*** Task data ***

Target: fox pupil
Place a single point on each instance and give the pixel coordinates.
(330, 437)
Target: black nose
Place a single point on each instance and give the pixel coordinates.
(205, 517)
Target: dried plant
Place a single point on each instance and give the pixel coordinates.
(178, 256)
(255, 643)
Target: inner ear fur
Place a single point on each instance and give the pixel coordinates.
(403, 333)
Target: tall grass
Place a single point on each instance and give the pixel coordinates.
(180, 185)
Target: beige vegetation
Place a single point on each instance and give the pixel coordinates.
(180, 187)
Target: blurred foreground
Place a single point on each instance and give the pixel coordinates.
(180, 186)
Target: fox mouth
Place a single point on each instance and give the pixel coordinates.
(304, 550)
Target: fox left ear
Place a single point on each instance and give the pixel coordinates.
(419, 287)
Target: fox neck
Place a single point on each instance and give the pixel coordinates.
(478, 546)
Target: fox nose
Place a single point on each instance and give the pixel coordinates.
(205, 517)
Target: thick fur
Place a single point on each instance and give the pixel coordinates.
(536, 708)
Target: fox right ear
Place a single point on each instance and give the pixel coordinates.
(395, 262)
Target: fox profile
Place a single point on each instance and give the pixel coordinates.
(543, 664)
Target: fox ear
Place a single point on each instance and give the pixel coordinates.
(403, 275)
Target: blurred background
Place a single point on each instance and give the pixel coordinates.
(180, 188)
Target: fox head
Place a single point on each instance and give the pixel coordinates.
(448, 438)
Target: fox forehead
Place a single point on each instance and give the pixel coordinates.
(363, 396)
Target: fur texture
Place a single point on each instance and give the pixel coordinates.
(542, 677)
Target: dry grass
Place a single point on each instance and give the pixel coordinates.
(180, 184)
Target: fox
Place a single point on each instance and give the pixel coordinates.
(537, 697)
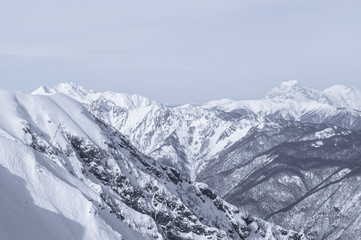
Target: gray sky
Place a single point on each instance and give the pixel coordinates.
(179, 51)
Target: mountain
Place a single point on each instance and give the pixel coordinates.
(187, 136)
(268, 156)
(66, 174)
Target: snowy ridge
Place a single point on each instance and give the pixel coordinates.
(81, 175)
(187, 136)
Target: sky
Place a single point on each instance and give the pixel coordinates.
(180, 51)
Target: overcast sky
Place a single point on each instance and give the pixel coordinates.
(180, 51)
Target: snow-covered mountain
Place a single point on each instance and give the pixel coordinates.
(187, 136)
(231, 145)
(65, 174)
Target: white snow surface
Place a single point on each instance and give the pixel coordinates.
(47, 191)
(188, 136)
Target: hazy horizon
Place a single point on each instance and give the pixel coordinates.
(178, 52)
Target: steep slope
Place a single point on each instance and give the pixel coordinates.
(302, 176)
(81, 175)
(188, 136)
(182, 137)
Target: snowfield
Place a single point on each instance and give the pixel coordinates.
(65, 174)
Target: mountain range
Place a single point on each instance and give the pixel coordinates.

***
*** Task data ***

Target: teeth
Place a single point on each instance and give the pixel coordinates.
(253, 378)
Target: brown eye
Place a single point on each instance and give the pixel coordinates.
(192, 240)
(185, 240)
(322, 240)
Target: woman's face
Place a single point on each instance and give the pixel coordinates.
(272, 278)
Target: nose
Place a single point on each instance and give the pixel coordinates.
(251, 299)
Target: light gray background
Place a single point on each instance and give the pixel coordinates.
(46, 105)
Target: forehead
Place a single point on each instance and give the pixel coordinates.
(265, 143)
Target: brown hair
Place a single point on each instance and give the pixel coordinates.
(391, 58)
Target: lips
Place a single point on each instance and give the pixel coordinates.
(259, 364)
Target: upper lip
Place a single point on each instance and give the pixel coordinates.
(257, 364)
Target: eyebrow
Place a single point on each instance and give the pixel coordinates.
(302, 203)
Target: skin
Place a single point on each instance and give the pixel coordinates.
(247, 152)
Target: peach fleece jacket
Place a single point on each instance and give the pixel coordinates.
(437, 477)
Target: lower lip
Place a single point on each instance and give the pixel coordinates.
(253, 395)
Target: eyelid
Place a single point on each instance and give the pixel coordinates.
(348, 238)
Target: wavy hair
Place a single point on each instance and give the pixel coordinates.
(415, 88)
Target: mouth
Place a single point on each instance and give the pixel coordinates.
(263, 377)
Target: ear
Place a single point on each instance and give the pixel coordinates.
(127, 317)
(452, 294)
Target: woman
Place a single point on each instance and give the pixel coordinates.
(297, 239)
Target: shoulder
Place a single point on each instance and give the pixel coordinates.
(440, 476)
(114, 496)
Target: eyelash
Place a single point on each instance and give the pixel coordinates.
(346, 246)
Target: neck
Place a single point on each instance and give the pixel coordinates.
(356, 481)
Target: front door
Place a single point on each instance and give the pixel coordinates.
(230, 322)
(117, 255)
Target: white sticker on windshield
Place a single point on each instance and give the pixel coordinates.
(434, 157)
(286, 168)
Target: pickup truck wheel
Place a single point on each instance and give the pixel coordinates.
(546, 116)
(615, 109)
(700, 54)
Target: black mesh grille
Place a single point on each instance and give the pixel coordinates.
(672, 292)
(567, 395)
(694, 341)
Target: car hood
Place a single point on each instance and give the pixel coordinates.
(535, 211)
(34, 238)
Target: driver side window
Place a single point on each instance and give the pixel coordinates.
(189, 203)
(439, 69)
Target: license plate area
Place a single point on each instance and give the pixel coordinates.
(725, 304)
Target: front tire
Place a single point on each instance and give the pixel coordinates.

***
*** Task data ***

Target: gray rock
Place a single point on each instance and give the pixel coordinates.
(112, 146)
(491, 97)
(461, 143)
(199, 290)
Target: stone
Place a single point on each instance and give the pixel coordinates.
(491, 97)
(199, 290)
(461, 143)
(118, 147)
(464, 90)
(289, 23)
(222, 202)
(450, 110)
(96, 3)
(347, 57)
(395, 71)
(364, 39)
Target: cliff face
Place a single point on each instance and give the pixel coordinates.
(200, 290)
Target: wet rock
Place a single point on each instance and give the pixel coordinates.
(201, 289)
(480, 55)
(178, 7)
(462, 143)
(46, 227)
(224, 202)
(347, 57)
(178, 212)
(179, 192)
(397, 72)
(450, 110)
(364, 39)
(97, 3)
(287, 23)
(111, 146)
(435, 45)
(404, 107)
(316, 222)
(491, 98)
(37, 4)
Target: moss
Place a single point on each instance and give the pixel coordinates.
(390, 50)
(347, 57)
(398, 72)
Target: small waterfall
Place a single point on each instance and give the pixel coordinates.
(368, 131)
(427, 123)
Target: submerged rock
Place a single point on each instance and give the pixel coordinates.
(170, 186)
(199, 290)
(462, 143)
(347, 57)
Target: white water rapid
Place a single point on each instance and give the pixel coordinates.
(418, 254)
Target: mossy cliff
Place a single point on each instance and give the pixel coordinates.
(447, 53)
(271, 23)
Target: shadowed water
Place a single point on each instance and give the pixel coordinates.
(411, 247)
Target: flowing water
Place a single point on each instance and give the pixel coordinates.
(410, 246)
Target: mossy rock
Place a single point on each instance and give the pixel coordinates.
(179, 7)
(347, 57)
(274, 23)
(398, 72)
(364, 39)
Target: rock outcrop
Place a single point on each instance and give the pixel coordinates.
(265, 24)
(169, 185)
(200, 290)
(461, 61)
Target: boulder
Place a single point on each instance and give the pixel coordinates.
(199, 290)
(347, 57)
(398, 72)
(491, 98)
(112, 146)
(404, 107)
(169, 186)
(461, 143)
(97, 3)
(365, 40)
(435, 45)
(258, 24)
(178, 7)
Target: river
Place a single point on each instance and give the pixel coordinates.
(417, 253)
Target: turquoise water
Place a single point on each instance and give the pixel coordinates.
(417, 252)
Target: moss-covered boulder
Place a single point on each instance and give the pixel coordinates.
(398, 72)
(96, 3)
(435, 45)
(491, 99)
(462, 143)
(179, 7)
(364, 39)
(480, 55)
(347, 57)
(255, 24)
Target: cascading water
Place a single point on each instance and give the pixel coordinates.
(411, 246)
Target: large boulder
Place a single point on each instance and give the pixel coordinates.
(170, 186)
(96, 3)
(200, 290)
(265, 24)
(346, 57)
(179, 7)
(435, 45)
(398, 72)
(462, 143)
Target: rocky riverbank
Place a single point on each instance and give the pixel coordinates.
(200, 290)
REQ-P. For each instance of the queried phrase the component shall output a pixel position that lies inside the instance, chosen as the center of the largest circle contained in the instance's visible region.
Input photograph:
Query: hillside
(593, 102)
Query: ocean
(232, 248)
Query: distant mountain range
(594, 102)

***

## Work order
Show me each line of the listing above with "gray" in it.

## Solution below
Target: gray sky
Target: light gray background
Target: gray rock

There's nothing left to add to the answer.